Provided records:
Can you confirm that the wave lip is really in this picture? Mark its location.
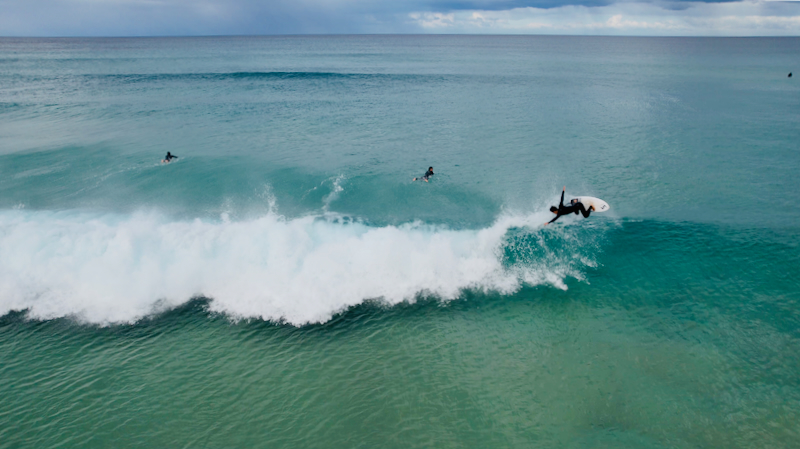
[0,210,579,325]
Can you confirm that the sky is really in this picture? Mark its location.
[0,0,800,36]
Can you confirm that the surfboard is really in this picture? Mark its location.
[575,196,611,212]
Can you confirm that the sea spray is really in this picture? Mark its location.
[0,206,584,325]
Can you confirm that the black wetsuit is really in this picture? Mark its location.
[548,190,592,223]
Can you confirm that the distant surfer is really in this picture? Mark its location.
[161,151,178,164]
[412,167,433,182]
[544,186,594,226]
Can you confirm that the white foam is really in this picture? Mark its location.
[0,206,579,325]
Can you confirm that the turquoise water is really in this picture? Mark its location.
[0,36,800,449]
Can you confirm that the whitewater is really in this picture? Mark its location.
[0,202,591,325]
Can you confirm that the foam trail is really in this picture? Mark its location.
[0,210,579,325]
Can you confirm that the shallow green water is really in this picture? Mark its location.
[0,36,800,448]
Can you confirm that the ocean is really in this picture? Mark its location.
[0,36,800,449]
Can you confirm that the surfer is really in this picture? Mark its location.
[544,186,594,226]
[412,167,434,182]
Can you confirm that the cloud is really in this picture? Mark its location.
[410,1,800,36]
[0,0,800,36]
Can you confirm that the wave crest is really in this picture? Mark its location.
[0,210,580,325]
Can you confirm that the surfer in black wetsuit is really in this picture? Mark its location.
[545,186,594,226]
[412,167,434,182]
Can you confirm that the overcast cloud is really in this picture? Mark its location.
[0,0,800,36]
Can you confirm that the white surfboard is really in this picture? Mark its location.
[575,196,611,212]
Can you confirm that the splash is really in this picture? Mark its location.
[0,205,580,325]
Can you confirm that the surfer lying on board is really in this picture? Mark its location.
[412,167,434,182]
[544,186,594,226]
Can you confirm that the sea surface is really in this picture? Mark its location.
[0,36,800,449]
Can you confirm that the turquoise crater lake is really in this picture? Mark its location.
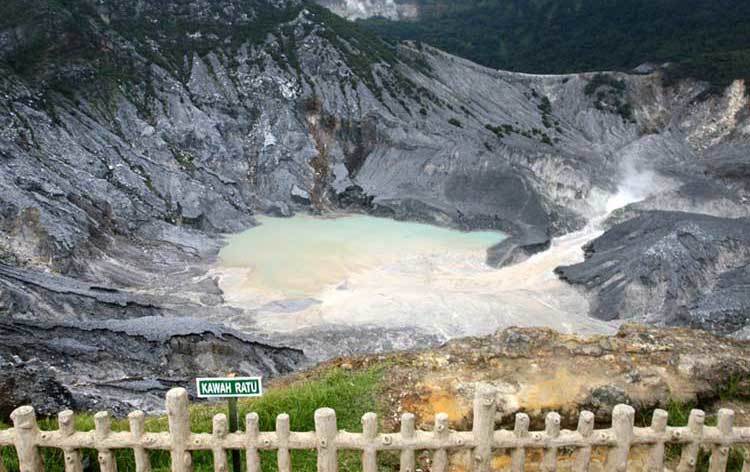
[213,215,612,338]
[219,215,505,298]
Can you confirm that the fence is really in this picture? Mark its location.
[0,386,750,472]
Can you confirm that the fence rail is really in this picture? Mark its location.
[0,385,750,472]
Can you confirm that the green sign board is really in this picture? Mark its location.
[195,377,263,398]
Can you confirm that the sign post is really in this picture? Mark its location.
[195,374,263,472]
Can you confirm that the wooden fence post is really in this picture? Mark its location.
[647,410,669,472]
[245,412,260,472]
[211,413,229,472]
[166,388,193,472]
[362,413,378,472]
[542,412,560,472]
[431,413,450,472]
[315,408,339,472]
[573,411,594,472]
[128,410,151,472]
[708,408,734,472]
[606,405,635,472]
[94,411,117,472]
[472,384,497,472]
[57,410,83,472]
[10,406,44,472]
[677,410,706,472]
[399,413,416,472]
[510,413,530,472]
[278,413,292,472]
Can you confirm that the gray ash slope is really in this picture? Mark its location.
[0,0,749,412]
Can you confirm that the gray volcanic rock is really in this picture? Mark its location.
[0,0,750,410]
[0,317,307,419]
[556,211,750,334]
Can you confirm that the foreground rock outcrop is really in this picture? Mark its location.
[0,0,750,410]
[306,325,750,429]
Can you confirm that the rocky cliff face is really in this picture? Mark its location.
[317,0,420,20]
[0,0,750,410]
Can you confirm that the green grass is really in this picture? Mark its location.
[664,396,743,472]
[0,367,388,472]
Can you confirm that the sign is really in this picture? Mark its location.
[195,377,263,398]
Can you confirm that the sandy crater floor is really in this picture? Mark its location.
[214,215,617,339]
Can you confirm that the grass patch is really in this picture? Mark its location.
[0,367,388,472]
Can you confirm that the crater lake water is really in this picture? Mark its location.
[214,215,614,349]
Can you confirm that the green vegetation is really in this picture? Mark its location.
[484,121,559,146]
[0,367,388,472]
[636,375,750,472]
[363,0,750,90]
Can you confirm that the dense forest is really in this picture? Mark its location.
[361,0,750,85]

Instructions for the task: Starting at the line of the material that has "Can you confirm that the sky" and ending after the line that has "[548,190,592,223]", rewrite those lines with "wetsuit" renamed to "drysuit", leaving everything else as it is.

Result of this task:
Can you confirm that the sky is really in this picture? Mark its location.
[0,0,800,36]
Can you confirm that the surfboard is really in this picture? Mark its location.
[575,196,611,212]
Can you confirm that the sea spray is really in this picture? Mark its location.
[0,206,584,325]
Can you confirm that the black drysuit is really in this picture? Mark its location.
[548,190,592,223]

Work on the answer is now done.